All of the records listed below should be retyped exactly.

— begin DATASET RECORDS —

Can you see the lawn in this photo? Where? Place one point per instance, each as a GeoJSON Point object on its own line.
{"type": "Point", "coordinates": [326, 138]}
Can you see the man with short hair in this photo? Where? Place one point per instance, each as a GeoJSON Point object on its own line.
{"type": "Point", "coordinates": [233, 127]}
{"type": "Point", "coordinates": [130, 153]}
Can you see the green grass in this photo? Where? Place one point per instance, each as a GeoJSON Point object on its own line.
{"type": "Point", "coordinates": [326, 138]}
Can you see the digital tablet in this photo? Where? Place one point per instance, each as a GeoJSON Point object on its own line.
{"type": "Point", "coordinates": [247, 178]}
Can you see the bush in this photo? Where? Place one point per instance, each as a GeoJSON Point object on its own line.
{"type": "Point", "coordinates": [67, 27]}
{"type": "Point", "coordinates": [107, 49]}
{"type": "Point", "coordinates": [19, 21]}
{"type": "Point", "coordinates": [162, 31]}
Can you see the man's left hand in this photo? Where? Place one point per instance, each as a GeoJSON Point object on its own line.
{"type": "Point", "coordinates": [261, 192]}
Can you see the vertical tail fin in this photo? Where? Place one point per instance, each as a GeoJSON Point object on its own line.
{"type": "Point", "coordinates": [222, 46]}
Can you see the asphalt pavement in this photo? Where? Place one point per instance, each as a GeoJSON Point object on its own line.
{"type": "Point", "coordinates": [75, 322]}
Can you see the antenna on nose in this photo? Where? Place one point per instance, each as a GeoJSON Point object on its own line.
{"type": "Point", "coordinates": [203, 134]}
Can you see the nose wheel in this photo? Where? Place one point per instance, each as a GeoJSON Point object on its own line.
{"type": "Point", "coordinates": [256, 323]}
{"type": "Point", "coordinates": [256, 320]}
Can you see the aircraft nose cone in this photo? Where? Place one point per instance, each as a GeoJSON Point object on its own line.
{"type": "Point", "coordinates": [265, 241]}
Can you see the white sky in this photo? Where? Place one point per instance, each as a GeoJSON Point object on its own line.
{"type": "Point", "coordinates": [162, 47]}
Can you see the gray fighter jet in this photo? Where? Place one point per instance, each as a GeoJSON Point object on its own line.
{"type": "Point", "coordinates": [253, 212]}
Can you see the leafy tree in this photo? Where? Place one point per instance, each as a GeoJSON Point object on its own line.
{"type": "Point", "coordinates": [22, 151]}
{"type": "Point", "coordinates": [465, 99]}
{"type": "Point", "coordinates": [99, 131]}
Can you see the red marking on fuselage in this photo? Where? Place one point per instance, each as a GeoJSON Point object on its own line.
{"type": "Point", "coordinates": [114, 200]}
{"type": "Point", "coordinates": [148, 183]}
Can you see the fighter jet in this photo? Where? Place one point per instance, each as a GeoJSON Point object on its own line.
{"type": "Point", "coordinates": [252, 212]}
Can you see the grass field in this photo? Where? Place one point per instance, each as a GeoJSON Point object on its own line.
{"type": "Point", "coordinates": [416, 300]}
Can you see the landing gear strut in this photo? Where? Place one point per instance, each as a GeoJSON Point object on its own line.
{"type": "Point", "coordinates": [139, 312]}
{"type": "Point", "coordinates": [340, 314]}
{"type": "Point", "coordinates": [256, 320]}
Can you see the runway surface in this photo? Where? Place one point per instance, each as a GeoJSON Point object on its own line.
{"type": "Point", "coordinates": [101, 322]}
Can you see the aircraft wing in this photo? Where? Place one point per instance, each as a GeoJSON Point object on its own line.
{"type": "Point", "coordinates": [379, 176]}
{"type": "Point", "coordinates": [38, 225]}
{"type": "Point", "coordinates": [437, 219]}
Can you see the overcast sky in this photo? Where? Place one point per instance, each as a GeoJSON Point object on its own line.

— end DATASET RECORDS —

SOLUTION FOR THIS TASK:
Can you see the lawn in this photo? Where? Place one point per instance, each as a GeoJSON Point object on its own line.
{"type": "Point", "coordinates": [326, 138]}
Can you see the man with short hair in this photo? Where? Place one point per instance, each as a GeoJSON Point object on its own line.
{"type": "Point", "coordinates": [233, 127]}
{"type": "Point", "coordinates": [130, 153]}
Can you see the green grass in this photo? Where? Place one point per instance, each as a GeoJSON Point object on its own line.
{"type": "Point", "coordinates": [326, 138]}
Can you see the digital tablet in this photo? Where? Place one point per instance, each as a GeoJSON Point object on its own line.
{"type": "Point", "coordinates": [247, 178]}
Can you see the bush in this photo? Where? Place one point per instance, each as a GeoJSON Point object on its own line.
{"type": "Point", "coordinates": [67, 27]}
{"type": "Point", "coordinates": [107, 49]}
{"type": "Point", "coordinates": [19, 21]}
{"type": "Point", "coordinates": [162, 31]}
Can you see the man's left hand in this photo? Where? Place one point per instance, each as a GeoJSON Point object on its own line.
{"type": "Point", "coordinates": [261, 192]}
Can you see the vertical tail fin in this photo? Where? Place one point per instance, each as a GeoJSON Point object on its own line.
{"type": "Point", "coordinates": [222, 46]}
Can you see the asphalt pavement in this photo? Where? Place one point per instance, each as a GeoJSON Point object on its own line.
{"type": "Point", "coordinates": [75, 322]}
Can you see the antenna on nose in this photo? Where? Place one point per instance, each as a GeoJSON Point object on its own line.
{"type": "Point", "coordinates": [203, 134]}
Can you see the nose wheel in this photo? Where? Place one point per instance, each as a GeoJSON Point object on its own line.
{"type": "Point", "coordinates": [256, 323]}
{"type": "Point", "coordinates": [256, 320]}
Can you see the aircraft nose cone in this photo? Where? Place one point per instance, each as a GeoJSON Point object on its own line.
{"type": "Point", "coordinates": [265, 241]}
Can you see the white sky in this photo? Where? Place one point per instance, each as a GeoJSON Point object on its own line.
{"type": "Point", "coordinates": [162, 47]}
Can you see the gray fighter jet in this photo? Where? Place one point per instance, each as a GeoJSON Point object on its own line.
{"type": "Point", "coordinates": [253, 212]}
Can you see the leafy tree in this photo? Where? Place one point per instance, each as a GeoJSON Point object on its own line.
{"type": "Point", "coordinates": [22, 151]}
{"type": "Point", "coordinates": [465, 99]}
{"type": "Point", "coordinates": [99, 131]}
Can you see the red marking on fuselage in this photo? Where? Place one point per instance, each as a GeoJSON Point object on its own line.
{"type": "Point", "coordinates": [114, 200]}
{"type": "Point", "coordinates": [148, 183]}
Can you see the fighter jet in this photo? Where? Place one point per instance, each as a GeoJSON Point object on its own line.
{"type": "Point", "coordinates": [252, 212]}
Can you see the grass field in this photo? Where? Place one point per instance, each as a GeoJSON Point object on its own line.
{"type": "Point", "coordinates": [416, 300]}
Can you see the landing gear strut in this photo? Where? Place one point per instance, each as a GeoJSON Point object on its own line.
{"type": "Point", "coordinates": [139, 312]}
{"type": "Point", "coordinates": [340, 314]}
{"type": "Point", "coordinates": [256, 320]}
Can you see the runway surface in this photo? Where? Place one point per instance, each as a GeoJSON Point object on its own line.
{"type": "Point", "coordinates": [101, 322]}
Can you see the aircraft wing in this photo? Where? Place one point per instance, each as a GeoJSON Point object on its own line.
{"type": "Point", "coordinates": [379, 176]}
{"type": "Point", "coordinates": [38, 225]}
{"type": "Point", "coordinates": [437, 219]}
Can you see the overcast sky in this photo? Where? Place one point per instance, each as a GeoJSON Point object on its own line.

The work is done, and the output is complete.